Document segment |
-- Opening Marker --

Why the discrepancies? The states function in a political environment. Educational leaders and elected officials want to assure the public that the schools are doing their jobs and making progress. The federal testing program, administered for the past 15 years by an independent, bipartisan governing board, has never been cowed by the demands of parents, school officials and taxpayers for good news.

In the No Child Left Behind law of 2001, Congress left it to each state to develop its own standards and tests, but added that the tests given by National Assessment of Educational Progress should serve as an external gauge of national and state-level achievement. The federal tests are considered the gold standard for good reason: they are the product of a long-term federal investment in research and development. Unlike the state tests, the federal program tries to align its performance standards with international education standards. Many states model their testing on the national program, but still cling to lower standards for fear of alienating the public and embarrassing public officials responsible for education.


I think Ravitch and the national-solution crowd have a tremendous number of good points. I've written numerous times about how states manipulate, fudge, spin and otherwise mask the truth of education in their districts. I don't believe their intentions are sinister so much as understandable -- as Ravitch notes, it's politics, stupid. Especially in states with elected school boards and elected state superintendants, the downside to public accountability is that there's a great big carrot enticing officials to engage in sleight of hand. To be honest, for a long time I fervently believed that federal imposition was going to be the only way to get all of our ducks in a row.

I just don't see any concievable way that it actually happens.

States are notoriously cagey when it comes to their domains, and perhaps moreso on education than any other issue. We've seen the states moan and groan about every requirement of NCLB, and we've even seen them recoil at the suggestion that the federal government enforce a standardized graduation rate across the land. The second the government passes a law requiring states to participate in national assessments and to face consequences as a result of those assessments, there's going to be a lawsuit. And unless the Supreme Court comes up with a very creative reading of the commerce clause, my rudimentary knowledge of constitutional law tells me there is little chance the feds will win.

-- Closing Marker --

Dataset entries |
-- Opening Marker --

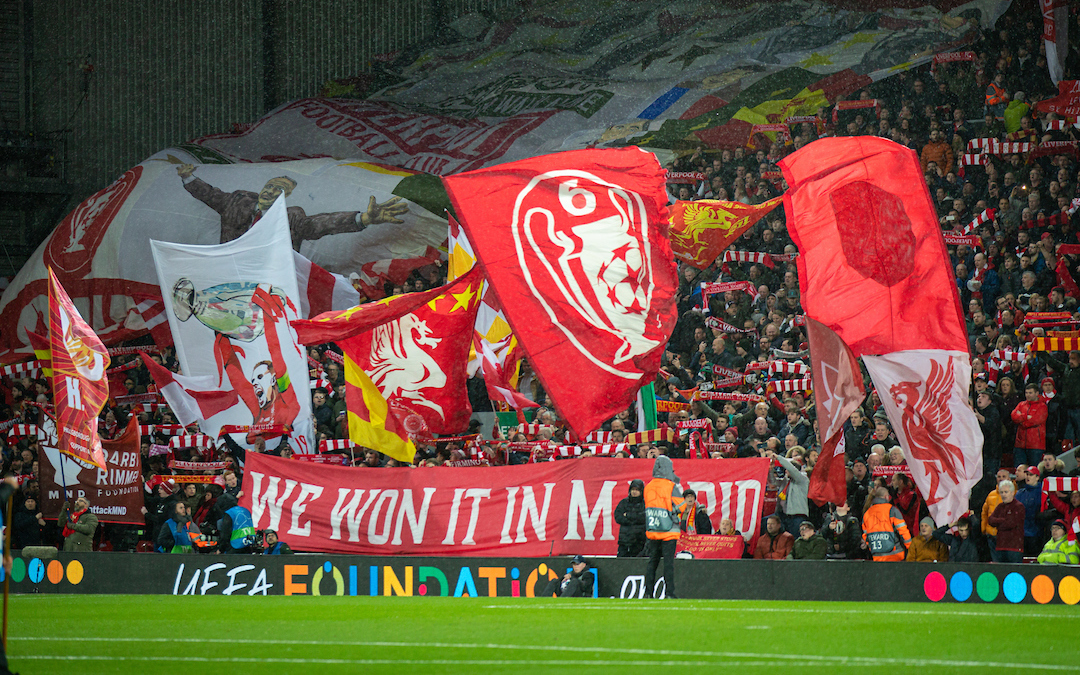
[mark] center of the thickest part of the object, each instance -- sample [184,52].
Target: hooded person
[577,582]
[663,513]
[235,526]
[630,515]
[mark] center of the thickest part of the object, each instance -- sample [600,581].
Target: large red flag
[405,362]
[873,264]
[80,386]
[838,390]
[874,269]
[701,230]
[576,247]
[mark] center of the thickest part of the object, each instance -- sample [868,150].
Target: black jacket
[630,515]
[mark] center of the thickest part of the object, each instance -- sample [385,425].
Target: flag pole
[7,577]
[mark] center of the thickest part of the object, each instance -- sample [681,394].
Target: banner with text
[543,509]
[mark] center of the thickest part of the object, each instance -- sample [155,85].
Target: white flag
[925,394]
[229,307]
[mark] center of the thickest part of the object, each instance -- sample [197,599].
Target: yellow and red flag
[701,230]
[404,363]
[80,387]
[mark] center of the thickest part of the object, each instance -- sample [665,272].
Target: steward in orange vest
[663,512]
[885,530]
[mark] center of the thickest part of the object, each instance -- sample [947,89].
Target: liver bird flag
[80,387]
[575,245]
[874,269]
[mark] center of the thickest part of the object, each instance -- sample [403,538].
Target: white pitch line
[780,659]
[504,662]
[925,612]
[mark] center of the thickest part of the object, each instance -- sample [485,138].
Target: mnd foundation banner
[530,510]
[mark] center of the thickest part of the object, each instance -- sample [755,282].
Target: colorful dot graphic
[1014,586]
[987,586]
[960,586]
[1042,589]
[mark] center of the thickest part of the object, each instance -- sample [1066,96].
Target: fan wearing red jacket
[1030,418]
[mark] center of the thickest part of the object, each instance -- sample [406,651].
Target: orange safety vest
[663,511]
[995,95]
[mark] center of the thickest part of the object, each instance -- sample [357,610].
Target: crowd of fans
[1027,402]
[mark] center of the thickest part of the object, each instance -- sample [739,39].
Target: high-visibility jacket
[242,527]
[885,532]
[1063,552]
[663,510]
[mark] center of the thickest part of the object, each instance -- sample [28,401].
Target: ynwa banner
[115,491]
[701,230]
[537,510]
[229,307]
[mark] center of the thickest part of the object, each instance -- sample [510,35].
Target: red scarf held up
[68,530]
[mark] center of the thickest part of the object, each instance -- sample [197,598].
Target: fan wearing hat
[810,545]
[578,582]
[1060,550]
[1070,390]
[241,208]
[925,548]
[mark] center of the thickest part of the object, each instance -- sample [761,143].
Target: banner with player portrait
[229,306]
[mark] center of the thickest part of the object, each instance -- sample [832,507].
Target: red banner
[115,493]
[576,247]
[712,545]
[530,510]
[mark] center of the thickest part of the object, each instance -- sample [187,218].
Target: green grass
[164,634]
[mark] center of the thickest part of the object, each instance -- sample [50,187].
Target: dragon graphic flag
[701,230]
[80,387]
[925,393]
[576,248]
[838,392]
[874,269]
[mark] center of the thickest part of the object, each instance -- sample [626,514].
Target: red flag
[873,264]
[497,373]
[838,390]
[576,247]
[701,230]
[336,326]
[80,386]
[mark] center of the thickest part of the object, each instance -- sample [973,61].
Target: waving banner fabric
[543,509]
[874,269]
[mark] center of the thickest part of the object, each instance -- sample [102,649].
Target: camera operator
[274,545]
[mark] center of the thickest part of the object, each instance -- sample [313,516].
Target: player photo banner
[115,491]
[530,510]
[80,383]
[576,247]
[229,307]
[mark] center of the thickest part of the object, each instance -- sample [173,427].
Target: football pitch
[134,634]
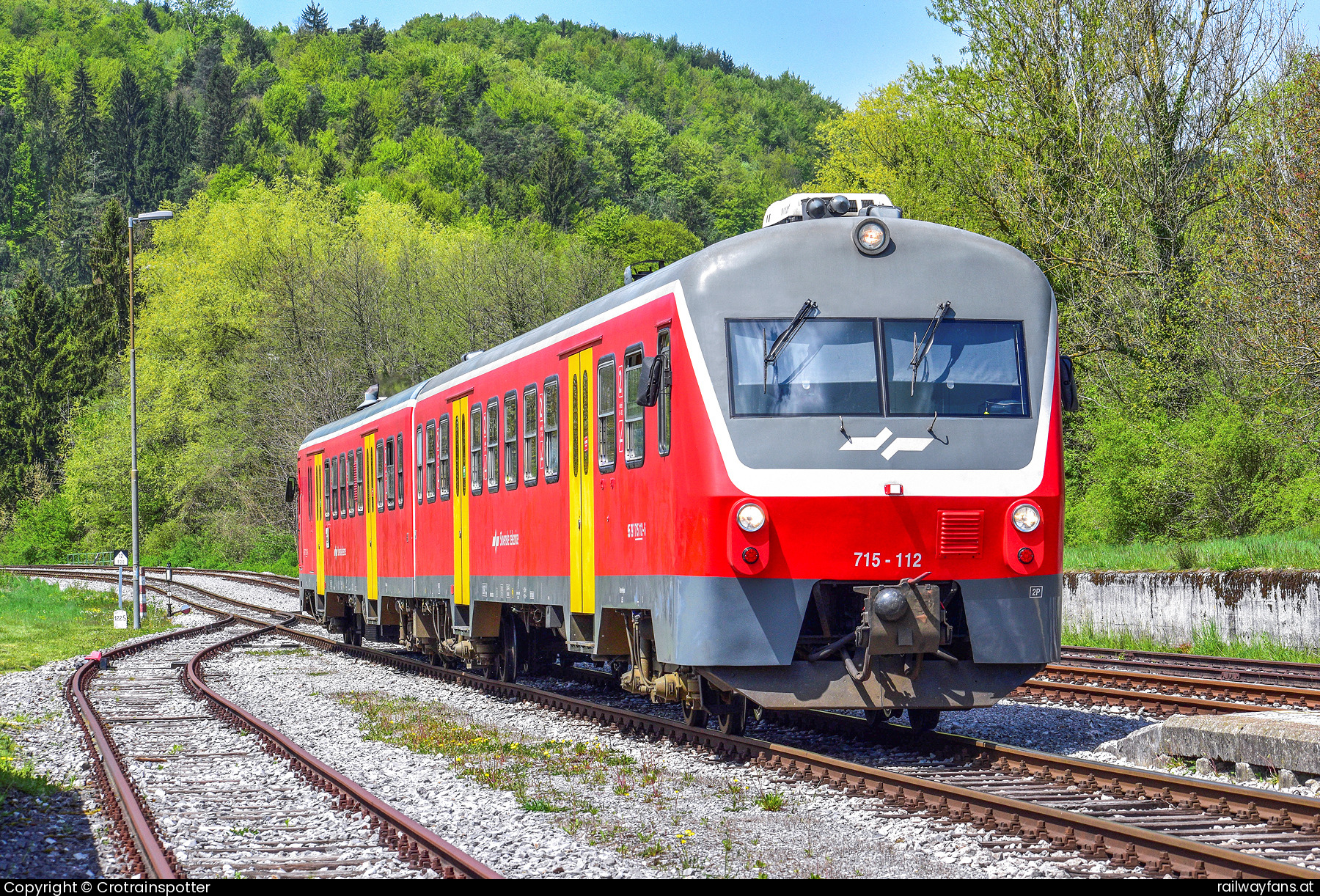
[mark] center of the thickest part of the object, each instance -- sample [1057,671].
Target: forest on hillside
[356,205]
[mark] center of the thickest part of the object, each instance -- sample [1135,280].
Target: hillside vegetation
[356,205]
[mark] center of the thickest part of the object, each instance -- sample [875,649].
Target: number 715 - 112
[876,559]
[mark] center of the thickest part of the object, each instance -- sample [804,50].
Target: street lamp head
[164,214]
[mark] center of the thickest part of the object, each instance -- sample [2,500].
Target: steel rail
[1062,691]
[1122,845]
[1272,696]
[132,823]
[1100,838]
[412,840]
[1278,808]
[1272,672]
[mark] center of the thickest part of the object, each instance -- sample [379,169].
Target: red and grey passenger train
[818,465]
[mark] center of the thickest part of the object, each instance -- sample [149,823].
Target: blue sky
[843,48]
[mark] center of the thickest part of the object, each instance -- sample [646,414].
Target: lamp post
[132,407]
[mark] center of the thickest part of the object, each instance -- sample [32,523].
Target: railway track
[1265,672]
[1137,820]
[140,721]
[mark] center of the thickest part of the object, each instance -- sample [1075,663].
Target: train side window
[334,486]
[474,425]
[402,467]
[634,419]
[359,480]
[444,458]
[664,435]
[511,440]
[430,460]
[529,417]
[419,460]
[493,445]
[381,477]
[343,486]
[577,436]
[552,429]
[353,485]
[605,429]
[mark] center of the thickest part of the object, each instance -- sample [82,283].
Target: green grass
[1285,551]
[16,775]
[40,622]
[1206,642]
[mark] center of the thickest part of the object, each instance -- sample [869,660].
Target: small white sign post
[120,615]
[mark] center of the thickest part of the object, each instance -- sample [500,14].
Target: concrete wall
[1170,606]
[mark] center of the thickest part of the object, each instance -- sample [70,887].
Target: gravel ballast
[699,817]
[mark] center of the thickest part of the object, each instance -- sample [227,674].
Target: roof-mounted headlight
[870,237]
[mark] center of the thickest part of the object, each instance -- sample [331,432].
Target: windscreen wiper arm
[785,337]
[922,349]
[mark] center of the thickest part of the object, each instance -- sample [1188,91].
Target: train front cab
[889,432]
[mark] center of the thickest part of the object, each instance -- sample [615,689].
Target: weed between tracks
[561,776]
[41,622]
[488,755]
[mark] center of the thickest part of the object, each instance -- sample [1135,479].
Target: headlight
[870,237]
[750,518]
[1026,518]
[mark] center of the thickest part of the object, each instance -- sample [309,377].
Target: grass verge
[16,775]
[1285,551]
[1206,642]
[41,622]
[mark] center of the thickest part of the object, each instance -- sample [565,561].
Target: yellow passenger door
[581,493]
[462,554]
[369,457]
[318,474]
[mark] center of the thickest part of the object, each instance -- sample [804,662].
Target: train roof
[749,249]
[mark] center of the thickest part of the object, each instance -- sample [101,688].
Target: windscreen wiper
[922,349]
[783,339]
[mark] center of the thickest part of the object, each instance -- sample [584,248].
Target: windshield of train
[970,369]
[829,367]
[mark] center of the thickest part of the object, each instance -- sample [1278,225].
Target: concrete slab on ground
[1272,741]
[1280,739]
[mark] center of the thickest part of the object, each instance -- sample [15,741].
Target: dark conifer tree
[34,371]
[361,131]
[82,118]
[313,20]
[251,49]
[330,168]
[41,127]
[150,16]
[371,39]
[213,143]
[125,132]
[77,204]
[312,117]
[110,276]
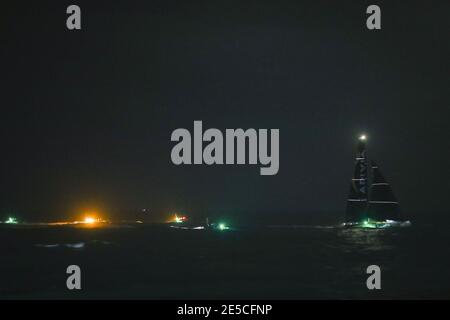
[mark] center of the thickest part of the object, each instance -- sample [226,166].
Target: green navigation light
[11,220]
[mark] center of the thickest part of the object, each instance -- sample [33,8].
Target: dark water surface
[157,262]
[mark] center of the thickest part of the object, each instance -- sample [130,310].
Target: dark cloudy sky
[86,116]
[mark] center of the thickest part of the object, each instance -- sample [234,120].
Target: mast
[358,195]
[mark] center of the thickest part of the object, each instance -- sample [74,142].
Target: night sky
[86,116]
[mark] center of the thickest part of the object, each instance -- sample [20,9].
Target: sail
[382,202]
[358,194]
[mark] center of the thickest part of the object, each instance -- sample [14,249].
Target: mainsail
[382,202]
[370,196]
[358,194]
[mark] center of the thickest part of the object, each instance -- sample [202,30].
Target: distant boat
[371,202]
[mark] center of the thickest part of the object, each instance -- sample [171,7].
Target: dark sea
[150,261]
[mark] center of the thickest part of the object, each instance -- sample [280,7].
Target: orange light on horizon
[90,220]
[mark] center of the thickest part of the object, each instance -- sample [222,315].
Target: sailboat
[371,202]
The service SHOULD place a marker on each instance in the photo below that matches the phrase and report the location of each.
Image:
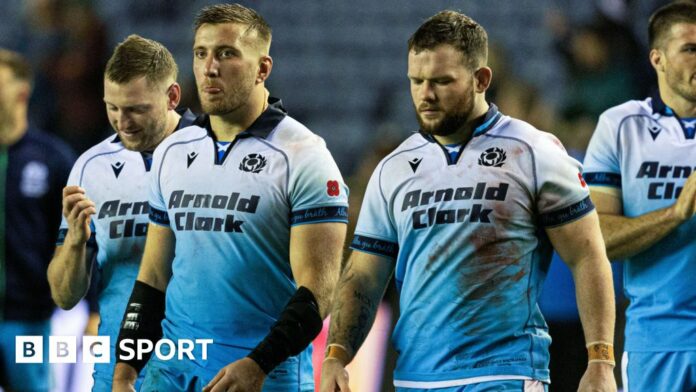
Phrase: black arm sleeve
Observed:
(296, 328)
(142, 320)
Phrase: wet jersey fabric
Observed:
(116, 180)
(231, 208)
(644, 152)
(467, 234)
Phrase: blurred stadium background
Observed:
(340, 68)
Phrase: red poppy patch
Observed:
(582, 180)
(332, 188)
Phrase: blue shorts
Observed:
(23, 376)
(185, 375)
(659, 371)
(102, 383)
(490, 386)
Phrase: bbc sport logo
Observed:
(95, 349)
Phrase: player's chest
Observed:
(654, 171)
(483, 186)
(119, 188)
(243, 167)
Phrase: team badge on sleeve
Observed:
(493, 156)
(253, 163)
(332, 188)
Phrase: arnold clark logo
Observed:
(95, 349)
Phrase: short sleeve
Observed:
(375, 232)
(158, 208)
(562, 193)
(74, 178)
(602, 167)
(317, 191)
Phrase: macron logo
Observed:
(117, 167)
(190, 158)
(414, 163)
(654, 131)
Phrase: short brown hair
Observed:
(662, 20)
(455, 29)
(136, 57)
(234, 13)
(20, 67)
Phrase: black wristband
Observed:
(142, 321)
(296, 328)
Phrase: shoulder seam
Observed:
(531, 150)
(166, 150)
(84, 166)
(379, 179)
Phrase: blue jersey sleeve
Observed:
(375, 232)
(317, 191)
(75, 178)
(602, 167)
(158, 208)
(562, 193)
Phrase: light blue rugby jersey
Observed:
(641, 149)
(116, 180)
(470, 248)
(231, 214)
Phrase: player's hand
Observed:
(334, 377)
(122, 386)
(78, 210)
(243, 375)
(124, 378)
(685, 207)
(599, 377)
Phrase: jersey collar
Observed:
(482, 124)
(659, 106)
(263, 125)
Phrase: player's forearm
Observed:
(625, 237)
(68, 275)
(594, 290)
(124, 373)
(354, 310)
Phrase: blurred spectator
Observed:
(67, 43)
(33, 168)
(599, 58)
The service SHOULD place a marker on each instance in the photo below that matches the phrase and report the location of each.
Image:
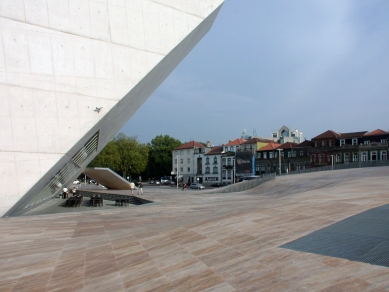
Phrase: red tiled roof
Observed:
(327, 134)
(235, 142)
(377, 132)
(305, 143)
(190, 145)
(215, 150)
(270, 146)
(352, 135)
(255, 140)
(288, 145)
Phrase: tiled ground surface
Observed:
(198, 241)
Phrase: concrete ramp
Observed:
(108, 178)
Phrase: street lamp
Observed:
(332, 162)
(177, 171)
(233, 174)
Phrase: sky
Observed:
(309, 65)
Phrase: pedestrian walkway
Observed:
(199, 241)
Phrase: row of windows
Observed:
(266, 155)
(342, 142)
(338, 157)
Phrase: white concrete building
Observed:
(72, 73)
(187, 161)
(285, 134)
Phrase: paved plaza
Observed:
(197, 240)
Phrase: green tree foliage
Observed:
(124, 155)
(160, 157)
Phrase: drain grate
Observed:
(363, 237)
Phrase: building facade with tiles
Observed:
(71, 75)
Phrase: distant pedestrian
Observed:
(140, 188)
(132, 187)
(65, 193)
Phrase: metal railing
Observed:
(347, 165)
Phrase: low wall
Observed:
(245, 185)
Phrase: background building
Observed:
(72, 74)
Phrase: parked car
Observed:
(218, 185)
(196, 186)
(250, 177)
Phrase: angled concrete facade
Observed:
(71, 75)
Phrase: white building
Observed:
(72, 73)
(285, 134)
(187, 161)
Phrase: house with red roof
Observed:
(332, 147)
(187, 161)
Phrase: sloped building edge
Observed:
(107, 130)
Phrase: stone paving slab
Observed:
(198, 241)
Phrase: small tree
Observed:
(160, 158)
(123, 154)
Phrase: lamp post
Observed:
(332, 162)
(233, 174)
(177, 171)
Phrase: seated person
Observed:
(65, 192)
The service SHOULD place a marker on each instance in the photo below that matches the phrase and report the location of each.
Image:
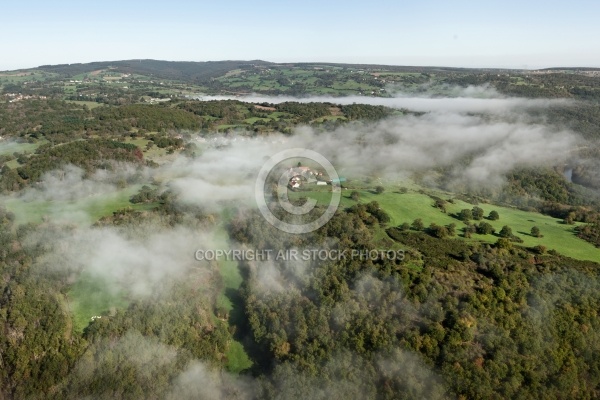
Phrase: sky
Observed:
(459, 33)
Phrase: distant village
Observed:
(302, 176)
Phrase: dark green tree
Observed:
(505, 232)
(493, 216)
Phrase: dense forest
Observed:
(119, 306)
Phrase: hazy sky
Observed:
(508, 33)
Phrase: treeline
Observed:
(88, 154)
(478, 321)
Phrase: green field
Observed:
(91, 296)
(15, 147)
(229, 299)
(412, 205)
(81, 211)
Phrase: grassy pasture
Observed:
(91, 296)
(412, 205)
(79, 211)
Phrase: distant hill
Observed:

-- Closing Marker --

What is required | Please reproduce the passage on state and federal education testing, starting with "I think Ravitch" and going on through "ducks in a row.". The listing comes from a separate source, not from the passage on state and federal education testing.

Solution below |
I think Ravitch and the national-solution crowd have a tremendous number of good points. I've written numerous times about how states manipulate, fudge, spin and otherwise mask the truth of education in their districts. I don't believe their intentions are sinister so much as understandable -- as Ravitch notes, it's politics, stupid. Especially in states with elected school boards and elected state superintendants, the downside to public accountability is that there's a great big carrot enticing officials to engage in sleight of hand. To be honest, for a long time I fervently believed that federal imposition was going to be the only way to get all of our ducks in a row.